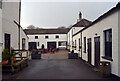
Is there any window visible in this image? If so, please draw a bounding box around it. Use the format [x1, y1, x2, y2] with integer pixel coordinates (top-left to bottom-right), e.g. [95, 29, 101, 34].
[22, 38, 25, 50]
[45, 36, 49, 39]
[56, 35, 59, 38]
[35, 36, 38, 39]
[58, 41, 67, 46]
[104, 29, 112, 58]
[79, 38, 80, 51]
[84, 37, 86, 53]
[37, 42, 39, 46]
[75, 40, 76, 50]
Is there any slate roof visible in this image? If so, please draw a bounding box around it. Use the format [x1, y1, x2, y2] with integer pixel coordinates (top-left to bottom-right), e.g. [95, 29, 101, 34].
[73, 2, 120, 36]
[72, 19, 92, 27]
[24, 28, 70, 35]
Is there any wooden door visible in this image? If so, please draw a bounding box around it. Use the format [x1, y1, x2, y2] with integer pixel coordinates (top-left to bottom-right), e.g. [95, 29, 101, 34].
[94, 37, 100, 68]
[47, 42, 56, 49]
[87, 38, 91, 64]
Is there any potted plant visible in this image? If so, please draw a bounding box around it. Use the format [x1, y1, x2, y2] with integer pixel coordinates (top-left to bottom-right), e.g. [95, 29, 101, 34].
[2, 49, 10, 65]
[11, 47, 16, 62]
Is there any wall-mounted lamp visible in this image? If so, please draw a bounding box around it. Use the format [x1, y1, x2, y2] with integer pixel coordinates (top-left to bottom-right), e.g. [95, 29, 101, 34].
[0, 43, 3, 46]
[95, 33, 97, 35]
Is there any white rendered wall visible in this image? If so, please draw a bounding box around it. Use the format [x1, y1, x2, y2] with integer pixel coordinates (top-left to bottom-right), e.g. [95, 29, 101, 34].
[2, 2, 19, 49]
[82, 12, 118, 75]
[67, 27, 84, 51]
[73, 33, 81, 57]
[27, 34, 67, 49]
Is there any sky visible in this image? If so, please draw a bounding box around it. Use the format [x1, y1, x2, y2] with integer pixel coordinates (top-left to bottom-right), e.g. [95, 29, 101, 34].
[21, 0, 117, 28]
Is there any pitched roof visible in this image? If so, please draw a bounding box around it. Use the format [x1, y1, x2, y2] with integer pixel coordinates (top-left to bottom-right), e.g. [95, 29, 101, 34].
[73, 2, 120, 36]
[72, 19, 92, 27]
[24, 28, 70, 35]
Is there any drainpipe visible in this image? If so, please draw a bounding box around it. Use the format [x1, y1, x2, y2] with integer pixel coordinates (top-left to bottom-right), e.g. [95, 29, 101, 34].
[18, 0, 21, 50]
[81, 32, 82, 59]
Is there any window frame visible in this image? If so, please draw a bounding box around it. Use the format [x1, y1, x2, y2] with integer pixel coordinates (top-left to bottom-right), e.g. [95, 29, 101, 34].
[102, 29, 113, 61]
[35, 36, 38, 39]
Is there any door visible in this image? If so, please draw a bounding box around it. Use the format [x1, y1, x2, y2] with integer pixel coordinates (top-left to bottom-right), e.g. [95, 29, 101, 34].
[29, 42, 37, 50]
[94, 37, 100, 68]
[5, 34, 10, 52]
[87, 38, 91, 64]
[47, 42, 56, 49]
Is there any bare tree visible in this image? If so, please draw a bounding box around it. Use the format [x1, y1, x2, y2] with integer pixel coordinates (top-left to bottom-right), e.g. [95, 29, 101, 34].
[27, 25, 36, 29]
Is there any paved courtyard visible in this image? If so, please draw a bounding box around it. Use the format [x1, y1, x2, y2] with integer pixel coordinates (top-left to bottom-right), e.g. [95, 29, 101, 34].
[3, 51, 116, 81]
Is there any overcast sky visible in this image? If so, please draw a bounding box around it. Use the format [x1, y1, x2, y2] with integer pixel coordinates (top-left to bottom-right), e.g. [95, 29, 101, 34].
[21, 2, 117, 28]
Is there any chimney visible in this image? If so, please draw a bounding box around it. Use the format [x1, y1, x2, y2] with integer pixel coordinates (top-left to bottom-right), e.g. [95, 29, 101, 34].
[79, 12, 82, 21]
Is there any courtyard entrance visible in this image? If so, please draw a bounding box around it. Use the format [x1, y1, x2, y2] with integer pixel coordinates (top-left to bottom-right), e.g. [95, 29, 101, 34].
[3, 50, 114, 81]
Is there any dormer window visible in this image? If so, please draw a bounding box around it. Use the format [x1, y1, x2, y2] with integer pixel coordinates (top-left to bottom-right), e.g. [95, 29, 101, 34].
[35, 36, 38, 39]
[55, 35, 59, 39]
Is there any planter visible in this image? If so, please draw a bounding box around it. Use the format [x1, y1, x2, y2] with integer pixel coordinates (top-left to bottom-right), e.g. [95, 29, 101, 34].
[31, 54, 41, 59]
[68, 53, 78, 59]
[2, 60, 8, 65]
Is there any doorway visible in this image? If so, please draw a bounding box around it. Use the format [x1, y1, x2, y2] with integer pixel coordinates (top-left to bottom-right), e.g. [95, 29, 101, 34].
[87, 38, 91, 64]
[94, 37, 100, 68]
[47, 42, 56, 49]
[5, 33, 10, 53]
[29, 42, 37, 50]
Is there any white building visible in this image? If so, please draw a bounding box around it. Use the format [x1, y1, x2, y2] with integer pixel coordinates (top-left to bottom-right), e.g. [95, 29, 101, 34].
[24, 28, 69, 49]
[0, 0, 28, 62]
[73, 3, 120, 77]
[67, 12, 91, 51]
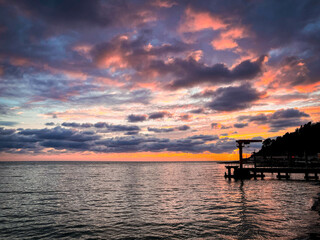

● ● ● ● ● ● ●

→ **Work to be completed**
Rewrite all the rows above, replacing every occurrence of "bounding box" with "rectangle" and leaving everything else unchanged. Omit the pictures from your answer.

→ **Complete output**
Is there any window visible in this image? If so, please draw a rectangle around it. Use the format [x1, y1, x2, y2] with integer pixel coordinates (top-left to bottom-right), e.g. [95, 29, 101, 34].
[22, 38, 25, 50]
[45, 36, 49, 39]
[56, 35, 59, 38]
[35, 36, 38, 39]
[58, 41, 67, 46]
[104, 29, 112, 58]
[79, 38, 80, 51]
[84, 37, 86, 53]
[37, 42, 39, 46]
[75, 40, 76, 50]
Is there any slate roof visible in this image? If so, please draw a rectangle around it. Use the format [x1, y1, x2, y2] with integer pixel coordinates (top-left to bottom-right), e.g. [95, 29, 101, 34].
[73, 2, 120, 36]
[72, 19, 92, 27]
[24, 28, 70, 35]
Is there any wooden door visible in this image? If so, please draw a rectangle around it. Use the format [x1, y1, x2, y2] with integer pixel coordinates (top-left to bottom-right), e.g. [95, 29, 101, 34].
[94, 37, 100, 68]
[47, 42, 56, 49]
[87, 38, 91, 64]
Is there any potted plant visible in this image? If so, please draw a rectangle around it. Use the format [x1, y1, x2, y2] with integer pixel coordinates (top-left to bottom-right), e.g. [95, 29, 101, 34].
[2, 49, 10, 65]
[11, 47, 16, 62]
Is there any wall-mounted lamp visible in this image? If so, please draw a rectangle around it. Use the format [x1, y1, x2, y2] with integer pixel coordinates (top-left to bottom-right), e.g. [95, 29, 101, 34].
[0, 43, 3, 46]
[95, 33, 97, 35]
Is there any white rendered wall visible in this image? If so, please draw a rectangle around it. Use the format [x1, y1, x2, y2] with integer pixel coordinates (top-left to bottom-right), e.g. [95, 29, 101, 34].
[2, 2, 19, 49]
[82, 12, 118, 75]
[67, 27, 84, 51]
[73, 33, 81, 57]
[27, 34, 67, 49]
Is there any sky visible in this image? If so, please draw a rectangle around it. Use the format [x1, y1, x2, y2] with integer pixel coordinates (top-left to bottom-right), e.g. [95, 29, 101, 34].
[21, 0, 117, 28]
Is there any pitched roof visible in this image? If so, please draw a rectangle around it. Use the format [x1, y1, x2, y2] with integer pixel coordinates (top-left to bottom-right), e.g. [95, 29, 101, 34].
[73, 2, 120, 36]
[72, 19, 92, 27]
[24, 28, 70, 35]
Is there any drainpipe visible in this image? If so, please draw a rectangle around it. Use the format [x1, y1, x2, y2] with integer pixel coordinates (top-left to bottom-right), e.g. [95, 29, 101, 34].
[18, 0, 21, 50]
[81, 32, 82, 59]
Is there any window frame visible in this image? If so, please draw a rectangle around it. Use the format [x1, y1, x2, y2] with integer pixel coordinates (top-left to bottom-right), e.g. [95, 29, 101, 34].
[102, 29, 113, 61]
[35, 36, 38, 39]
Is there any door visible in this image? If so, please draw a rectangle around it. Use the format [x1, y1, x2, y2] with integer pixel coordinates (top-left to bottom-right), e.g. [95, 29, 101, 34].
[29, 42, 37, 50]
[94, 37, 100, 68]
[5, 34, 10, 52]
[87, 38, 91, 64]
[47, 42, 56, 49]
Is there any bare tree visible in this image? If so, please draw a rectangle around it. Use the format [x1, y1, x2, y2] with integer pixel coordinates (top-left to bottom-right), e.g. [95, 29, 101, 34].
[27, 25, 36, 29]
Is there any paved courtyard visible in this image? If so, please draw a rectangle around it. Use the format [x1, y1, x2, y2] with integer pixel coordinates (top-left to bottom-right), e.g. [95, 29, 101, 34].
[3, 51, 116, 81]
Is there any overcast sky visible in this image? If so, please draw a rectangle around it. Use the format [x1, y1, x2, y2] with integer pixel coordinates (top-left to bottom-right), e.g. [95, 29, 101, 34].
[21, 2, 117, 28]
Is there any chimney visible in this image? If so, please draw a rectangle around it. Use the format [x1, y1, x2, y2] with integer pixel coordinates (top-left to bottom-right), e.g. [95, 29, 101, 34].
[79, 12, 82, 21]
Is there any courtyard entrance visible in this image? If so, please draw a rectangle around it. Use the format [x1, y1, x2, y2] with integer pixel coordinates (top-left to bottom-right), e.g. [95, 29, 101, 34].
[3, 50, 114, 81]
Is there any dormer window visible in this image? If so, please draw a rectangle around it. Use the format [x1, y1, x2, y2] with integer pixel coordinates (top-left to bottom-right), e.g. [95, 29, 101, 34].
[35, 36, 38, 39]
[55, 35, 59, 39]
Is there any planter visible in this image? If so, please draw a rectangle around it. Use the format [x1, y1, x2, y2] with integer pixel coordinates (top-left to bottom-right), e.g. [95, 29, 101, 34].
[31, 54, 41, 59]
[68, 53, 78, 59]
[2, 60, 8, 65]
Is there any doorway visible in this image? If so, please draw a rectangle around it. Use the format [x1, y1, x2, y2] with integer pixel coordinates (top-left to bottom-right), e.g. [95, 29, 101, 34].
[87, 38, 91, 64]
[94, 37, 100, 68]
[47, 42, 56, 49]
[5, 33, 10, 53]
[29, 42, 37, 50]
Is there any white building visible in this image? If so, please draw a rectangle around it. Use the format [x1, y1, x2, y2] with integer pixel coordinates (top-left to bottom-right), e.g. [95, 29, 101, 34].
[24, 28, 69, 49]
[0, 0, 28, 62]
[73, 3, 120, 77]
[67, 12, 91, 51]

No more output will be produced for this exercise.